** GIVEN TASK **
Add -64 to every x and y coordinate in the answers of the entries from the line holding "apple in the photo above." through the end of the entries, inclusive. Write all of those lines out again, with each request line unchanged.

** INPUT FOR THIS TASK **

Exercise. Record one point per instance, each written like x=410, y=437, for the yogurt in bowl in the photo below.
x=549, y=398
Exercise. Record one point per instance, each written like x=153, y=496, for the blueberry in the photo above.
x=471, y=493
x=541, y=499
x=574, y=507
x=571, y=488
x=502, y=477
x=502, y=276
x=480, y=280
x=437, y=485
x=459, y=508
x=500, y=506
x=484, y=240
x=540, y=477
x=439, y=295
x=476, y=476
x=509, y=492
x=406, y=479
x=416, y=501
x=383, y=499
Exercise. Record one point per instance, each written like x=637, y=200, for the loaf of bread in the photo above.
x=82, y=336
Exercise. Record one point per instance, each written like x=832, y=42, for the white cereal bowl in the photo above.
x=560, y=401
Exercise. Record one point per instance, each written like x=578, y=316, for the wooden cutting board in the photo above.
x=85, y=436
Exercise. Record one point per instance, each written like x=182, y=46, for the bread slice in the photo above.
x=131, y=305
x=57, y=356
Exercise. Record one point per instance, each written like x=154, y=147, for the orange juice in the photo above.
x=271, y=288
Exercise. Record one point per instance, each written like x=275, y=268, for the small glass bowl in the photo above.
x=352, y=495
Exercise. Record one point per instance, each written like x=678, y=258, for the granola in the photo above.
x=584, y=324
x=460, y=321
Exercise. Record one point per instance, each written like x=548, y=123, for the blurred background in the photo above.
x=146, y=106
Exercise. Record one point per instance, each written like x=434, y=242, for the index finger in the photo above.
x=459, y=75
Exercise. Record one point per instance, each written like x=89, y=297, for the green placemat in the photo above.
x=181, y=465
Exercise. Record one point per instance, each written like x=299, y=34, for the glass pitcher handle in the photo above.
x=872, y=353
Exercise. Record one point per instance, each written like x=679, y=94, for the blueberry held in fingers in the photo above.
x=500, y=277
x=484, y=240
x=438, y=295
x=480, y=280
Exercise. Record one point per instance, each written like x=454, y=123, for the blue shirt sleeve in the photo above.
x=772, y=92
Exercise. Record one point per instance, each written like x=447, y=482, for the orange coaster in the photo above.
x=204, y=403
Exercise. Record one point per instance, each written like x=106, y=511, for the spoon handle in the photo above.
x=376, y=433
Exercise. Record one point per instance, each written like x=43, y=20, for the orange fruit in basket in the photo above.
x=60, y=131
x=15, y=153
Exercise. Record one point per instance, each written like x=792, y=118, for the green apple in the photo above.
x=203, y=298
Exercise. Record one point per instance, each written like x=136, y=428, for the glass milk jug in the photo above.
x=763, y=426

** EXERCISE RESULT **
Exercise. Record one point per instance, each written like x=792, y=118, for the green apple in the photo above.
x=139, y=234
Exercise. Record one point per instance, each written like x=136, y=428, for the glass milk jug in the photo above.
x=699, y=362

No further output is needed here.